Instructions to follow = Copy the data below in full, exactly as it appears.

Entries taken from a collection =
++++

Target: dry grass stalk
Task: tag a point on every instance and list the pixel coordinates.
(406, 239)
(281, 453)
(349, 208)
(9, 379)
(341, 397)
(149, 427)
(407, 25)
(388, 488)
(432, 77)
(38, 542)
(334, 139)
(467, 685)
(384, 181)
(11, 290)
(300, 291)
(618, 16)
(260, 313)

++++

Solution =
Target: dry grass stalk
Task: tag a point on every instance and list the pixel coordinates.
(406, 239)
(281, 453)
(349, 208)
(9, 379)
(341, 397)
(149, 427)
(407, 25)
(388, 488)
(432, 77)
(38, 542)
(334, 139)
(467, 685)
(384, 181)
(11, 290)
(300, 291)
(618, 16)
(260, 313)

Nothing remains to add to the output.